É o breve relatório.

Decido.

3. A decisão agravada está assim fundamentada:

“Trata-se de ação civil pública proposta pelo MINISTÉRIO PÚBLICO FEDERAL em face de PETRÓLEO BRASILEIRO S/A – PETROBRAS, PETROBRAS TRANSPORTE S/A – TRANSPETRO, ESTALEIRO BRASFELS LTDA., VALE S/A – TERMINAL ILHA GUAÍBA (TIG) e TECHNIP OPERADORA PORTUÁRIA S/A, IBAMA – INSTITUTO BRASILEIRO DO MEIO AMBIENTE E DOS RECURSOS NATURAIS, ICMBio – INSTITUTO CHICO MENDES DE CONSERVAÇÃO DA BIODIVERSIDADE, postulando a concessão de medida liminar para que os réus apresentem laudo de vistoria nos respectivos terminais, e em todos os navios, plataformas, meios flutuantes e estruturas submersas que possam servir de substrato para fixação do Coral-Sol, bem como plano emergencial e cronograma de execução, para controle da presença das espécies exóticas invasoras do gênero Tubastraea; estabeleçam método para inspeção, em até 72 (setenta e duas) horas, de todas as embarcações e plataformas que venham a trafegar na área e tenham qualquer relação com a exploração e/ou prospecção de petróleo, inclusive aquelas destinadas apenas à prestação de apoio às aludidas atividades, no intuito de impedir novas introduções do organismo invasor; à Petrobras, para apresentar, em 90 (noventa) dias, um diagnóstico completo acerca do estabelecimento das espécies exóticas invasoras na Baía da Ilha Grande e cronograma de erradicação local, controle e extração da espécie no prazo máximo de 2 (dois) anos; elaboração de programa de informação/educação sobre as áreas já infestadas pelo Coral-Sol, até a sua total erradicação; ao INEA e ao IBAMA, para revisar, no prazo de 90 (noventa) dias, todos os Estudos de Impactos Ambientais relacionados a atividades no local que estejam sob licenciamento dos referidos órgãos e que importem em locomoção de navios e plataformas de petróleo, para prever obrigação específica de prevenção e controle do Coral-Sol, além de incluir a mesma previsão nos EIA hoje em análise e futuros.

Sustenta, em síntese, a responsabilidade dos réus pela ausência de medidas mitigadoras e de controle da bioinvasão provocada pela presença na Baía da Ilha Grande da espécie conhecida como Coral-Sol, a qual é caracterizada como espécie exótica invasora e estaria causando desequilíbrio no ecossistema costeiro, em decorrência da incrustação em plataformas de petróleo e cascos de navios.

Com a inicial vieram os documentos de fls. 66/919, bem como foram acautelados em Secretaria os documentos descritos às fls. 976.

Às fls. 981/982, foi proferida decisão postergando a análise do pleito liminar.

Contestações do ICMBio às fls. 995/1021 e do IBAMA às fls. 1059/1083, com documentos às fls. 1022/1058 e 1084/1097, respectivamente.

# Tarefas
#1 No trecho da decisão, em quantos dias a Petrobras teria de apresentar um diagnóstico completo sobre as espécies exóticas invasoras na Baía da Ilha Grande?
#2 Extraia do trecho da decisão, sem mudar nada, a parte que começa nas palavras "Sustenta, em síntese, a" e termina logo depois de "às fls. 976.".

# Material
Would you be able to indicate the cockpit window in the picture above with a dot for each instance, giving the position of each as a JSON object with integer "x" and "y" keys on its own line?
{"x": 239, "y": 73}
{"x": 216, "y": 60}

# Respostas
#1 Em 90 (noventa) dias.

#2
Sustenta, em síntese, a responsabilidade dos réus pela ausência de medidas mitigadoras e de controle da bioinvasão provocada pela presença na Baía da Ilha Grande da espécie conhecida como Coral-Sol, a qual é caracterizada como espécie exótica invasora e estaria causando desequilíbrio no ecossistema costeiro, em decorrência da incrustação em plataformas de petróleo e cascos de navios.

Com a inicial vieram os documentos de fls. 66/919, bem como foram acautelados em Secretaria os documentos descritos às fls. 976.